• _Text excerpt_
■ ■ ■ ■ ■
As a final example, we can look to Kingsman: The Secret Service. In the first act of this film, Eggsy, the main protagonist and prospective secret agent, is forced to choose between shooting his dog (as a show of loyalty and the ability to make tough decisions), thus securing his place in the agency, or saving the dog's life and returning to his old life. He chooses to save the dog and, though it is logically the wrong decision (his career as an agent would have allowed him to provide for his struggling family and friends and follow in his father's footsteps - sorry if this sounds cruel!), it is morally the right one (the choice his deceased heroic father would also have made). We already like Eggsy, but now we can respect him.

This is a scene that should take place early in the story, particularly if it is a story that we would otherwise find difficult to relate to. The examples of Alien and Kingsman come later in the first act, but this is justified by the fact that Ripley and her crew are very relatable 'space truckers' and Eggsy's life is a very grounded and realistic depiction of the struggles that young people endure in the 21st century. There is already a lot that we can latch onto here.

Going back to Maximus, he is punished for his choice, and the journey he undertakes afterwards is a result of this punishment. It all leads back to this one moral dilemma. Because we support his decision, we can accept the journey. Don't assume that audiences will automatically accept the premise or the journey just because they have paid for the ticket.

It's one scene, but it can make all the difference.
■ ■ ■ ■ ■
Items from a data source
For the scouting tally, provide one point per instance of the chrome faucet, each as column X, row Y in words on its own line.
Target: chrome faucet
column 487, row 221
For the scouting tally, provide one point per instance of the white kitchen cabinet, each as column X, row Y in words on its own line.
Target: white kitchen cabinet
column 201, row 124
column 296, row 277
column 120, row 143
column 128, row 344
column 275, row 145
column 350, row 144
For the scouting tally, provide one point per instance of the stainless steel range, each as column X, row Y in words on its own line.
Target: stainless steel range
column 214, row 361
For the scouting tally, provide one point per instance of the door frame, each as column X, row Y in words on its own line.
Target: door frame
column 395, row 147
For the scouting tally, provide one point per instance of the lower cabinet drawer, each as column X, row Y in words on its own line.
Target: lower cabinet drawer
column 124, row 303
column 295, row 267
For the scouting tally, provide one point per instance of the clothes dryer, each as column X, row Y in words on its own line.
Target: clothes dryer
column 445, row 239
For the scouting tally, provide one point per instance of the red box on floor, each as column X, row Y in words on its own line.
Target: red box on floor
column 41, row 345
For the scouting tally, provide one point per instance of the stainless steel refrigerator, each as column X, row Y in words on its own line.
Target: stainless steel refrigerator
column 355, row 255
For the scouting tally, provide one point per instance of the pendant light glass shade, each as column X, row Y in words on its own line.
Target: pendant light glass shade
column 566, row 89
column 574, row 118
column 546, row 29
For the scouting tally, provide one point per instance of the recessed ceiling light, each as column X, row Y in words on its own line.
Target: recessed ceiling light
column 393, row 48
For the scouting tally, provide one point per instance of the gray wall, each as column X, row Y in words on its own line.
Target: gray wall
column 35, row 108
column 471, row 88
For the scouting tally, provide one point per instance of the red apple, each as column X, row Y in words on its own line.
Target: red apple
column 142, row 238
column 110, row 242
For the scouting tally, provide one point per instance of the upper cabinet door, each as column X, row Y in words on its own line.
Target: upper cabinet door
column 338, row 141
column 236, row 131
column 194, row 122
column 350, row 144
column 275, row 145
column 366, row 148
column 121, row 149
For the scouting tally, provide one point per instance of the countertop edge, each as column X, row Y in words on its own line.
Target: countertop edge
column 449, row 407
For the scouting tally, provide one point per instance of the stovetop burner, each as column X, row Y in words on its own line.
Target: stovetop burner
■ ■ ■ ■ ■
• _Your task_
Answer these questions from the excerpt on moral-choice scenes in films above:
1. What does Eggsy choose to do about his dog?
2. According to the excerpt, what justifies the Alien and Kingsman scenes coming later in the first act?
3. What happens to Maximus because of his choice?

• _Solution for this problem_
1. He chooses to save the dog.
2. Ripley and her crew are very relatable "space truckers," and Eggsy's life is a very grounded and realistic depiction of the struggles that young people endure in the 21st century.
3. He is punished, and the journey he undertakes afterwards is a result of this punishment.